Put every line of the material below into a JSON list of strings, one string per line, with blank lines skipped. Leave the pictures out.

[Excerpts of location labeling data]

☆ ☆ ☆ ☆ ☆

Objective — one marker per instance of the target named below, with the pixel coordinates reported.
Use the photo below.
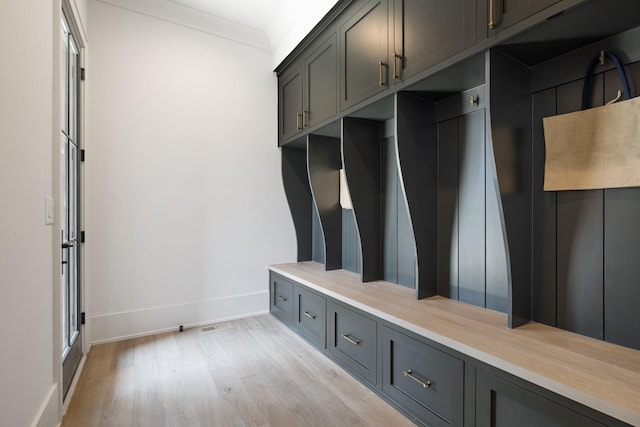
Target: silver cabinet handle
(353, 341)
(396, 75)
(494, 7)
(380, 73)
(298, 121)
(424, 384)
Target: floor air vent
(216, 327)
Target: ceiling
(256, 14)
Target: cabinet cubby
(468, 142)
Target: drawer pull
(381, 68)
(409, 374)
(351, 340)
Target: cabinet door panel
(509, 12)
(364, 40)
(322, 83)
(502, 403)
(290, 104)
(427, 381)
(353, 341)
(429, 31)
(281, 297)
(310, 316)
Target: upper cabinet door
(290, 113)
(364, 42)
(429, 31)
(504, 13)
(321, 88)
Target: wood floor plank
(251, 372)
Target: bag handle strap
(586, 89)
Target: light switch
(49, 211)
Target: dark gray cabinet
(310, 311)
(321, 82)
(423, 379)
(426, 32)
(281, 298)
(502, 402)
(353, 341)
(290, 112)
(504, 13)
(364, 68)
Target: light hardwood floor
(248, 372)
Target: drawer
(426, 381)
(281, 296)
(310, 315)
(353, 341)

☆ ☆ ☆ ☆ ☆

* RESPONSE TO THE TASK *
[
  "Objective — one marker per instance of the target named below, with the pixel coordinates reported.",
  "Use the photo below.",
  "Target: silver cabinet handle",
  "(353, 341)",
  "(396, 75)",
  "(494, 7)",
  "(380, 73)",
  "(298, 121)",
  "(424, 384)",
  "Target: floor air vent",
  "(216, 327)",
  "Target: ceiling",
  "(256, 14)",
  "Target: cabinet cubby",
  "(468, 142)",
  "Target: drawer pull",
  "(381, 68)",
  "(409, 374)",
  "(351, 340)",
  "Target: cabinet door panel",
  "(509, 12)",
  "(364, 40)",
  "(322, 83)",
  "(502, 403)",
  "(290, 104)",
  "(427, 381)",
  "(353, 341)",
  "(429, 31)",
  "(281, 297)",
  "(310, 316)",
  "Target: upper cabinet door",
  "(290, 113)",
  "(364, 42)",
  "(429, 31)",
  "(504, 13)",
  "(321, 88)",
  "Target: wood floor plank",
  "(251, 372)",
  "Target: bag handle strap",
  "(586, 89)",
  "Target: light switch",
  "(49, 211)",
  "Target: dark gray cabinet",
  "(310, 311)",
  "(321, 82)",
  "(423, 379)",
  "(426, 32)",
  "(281, 298)",
  "(502, 402)",
  "(353, 341)",
  "(290, 112)",
  "(504, 13)",
  "(364, 68)",
  "Target: light hardwood floor",
  "(248, 372)",
  "Target: drawer",
  "(426, 381)",
  "(281, 296)",
  "(310, 315)",
  "(353, 341)"
]